* [Estratto della fonte]:
Gli operai non hanno patria. Non si può togliere loro ciò che non hanno. Ma, dato che il proletariato d’ogni paese deve innanzitutto conquistare il potere politico, deve elevarsi a classe nazionale e deve costituirsi in nazione, è anch’esso ancora nazionale, sebbene sia tale in un senso completamente diverso da quello della borghesia.
Le differenze nazionali e gli antagonismi tra i popoli vanno via via sparendo, con lo stesso sviluppo della borghesia, con la libertà del commercio, con il mercato mondiale, con l’uniformità della produzione industriale e con le condizioni d’esistenza che da essa derivano.
Quelle differenze e quegli antagonismi spariranno ancora di più per effetto del dominio del proletariato. L’azione combinata, per lo meno dei proletari dei paesi civilizzati, è una delle prime condizioni della liberazione del proletariato.
A misura che verrà abolito lo sfruttamento dell’individuo, verrà anche meno lo sfruttamento di una nazione da parte di un’altra.
Caduto il contrasto delle classi all’interno della nazione, finirà anche l’antagonismo fra le nazioni stesse.[1]
E in una pagina precedente, il Manifesto dice:
Sebbene non nel contenuto, ma di certo nella forma, la lotta del proletariato contro la borghesia assume dapprima un carattere nazionale. È naturale che in primo luogo il proletariato di ciascun paese la faccia finita con la sua propria borghesia.[2]
Questi passaggi sono stati citati infinite volte nella letteratura socialista, di solito per giustificare l’atteggiamento negativo del movimento operaio socialista verso il patriottismo borghese e lo sciovinismo. Spesso, comunque, è stato fatto il tentativo di stemperare il rigido linguaggio di questi passaggi e di dargli, al contrario, un significato nazionalista.

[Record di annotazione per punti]
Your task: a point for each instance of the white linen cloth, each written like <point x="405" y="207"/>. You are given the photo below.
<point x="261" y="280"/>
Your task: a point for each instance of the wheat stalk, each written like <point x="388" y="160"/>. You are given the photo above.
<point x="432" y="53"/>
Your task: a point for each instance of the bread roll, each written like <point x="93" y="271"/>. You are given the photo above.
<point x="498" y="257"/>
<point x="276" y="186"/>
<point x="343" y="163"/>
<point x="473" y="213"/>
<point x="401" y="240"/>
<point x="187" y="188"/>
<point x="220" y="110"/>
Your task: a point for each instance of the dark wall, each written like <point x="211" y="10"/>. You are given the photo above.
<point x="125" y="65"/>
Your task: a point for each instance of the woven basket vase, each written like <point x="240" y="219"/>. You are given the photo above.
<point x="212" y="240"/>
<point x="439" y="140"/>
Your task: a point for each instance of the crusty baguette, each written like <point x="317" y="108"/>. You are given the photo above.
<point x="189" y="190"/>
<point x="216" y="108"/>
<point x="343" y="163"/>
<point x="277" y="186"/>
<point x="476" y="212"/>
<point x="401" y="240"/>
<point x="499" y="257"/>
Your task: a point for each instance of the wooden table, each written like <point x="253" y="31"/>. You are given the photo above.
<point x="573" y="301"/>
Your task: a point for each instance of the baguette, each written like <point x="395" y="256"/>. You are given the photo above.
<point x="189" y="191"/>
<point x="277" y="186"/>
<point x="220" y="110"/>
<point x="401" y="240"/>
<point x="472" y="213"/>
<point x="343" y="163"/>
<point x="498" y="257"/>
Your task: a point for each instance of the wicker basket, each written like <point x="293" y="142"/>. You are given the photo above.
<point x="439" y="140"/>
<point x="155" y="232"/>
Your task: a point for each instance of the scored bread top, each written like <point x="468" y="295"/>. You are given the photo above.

* [Istruzioni da seguire]:
Risponda in breve a ciascuna domanda basandosi sull'estratto:
(a) Che cosa deve innanzitutto conquistare il proletariato d'ogni paese?
(b) Quale azione è indicata come una delle prime condizioni della liberazione del proletariato?
(c) Per giustificare che cosa, di solito, questi passaggi sono stati citati nella letteratura socialista?

* [Risultato del compito]:
(a) Il potere politico.
(b) L'azione combinata, per lo meno dei proletari dei paesi civilizzati.
(c) L'atteggiamento negativo del movimento operaio socialista verso il patriottismo borghese e lo sciovinismo.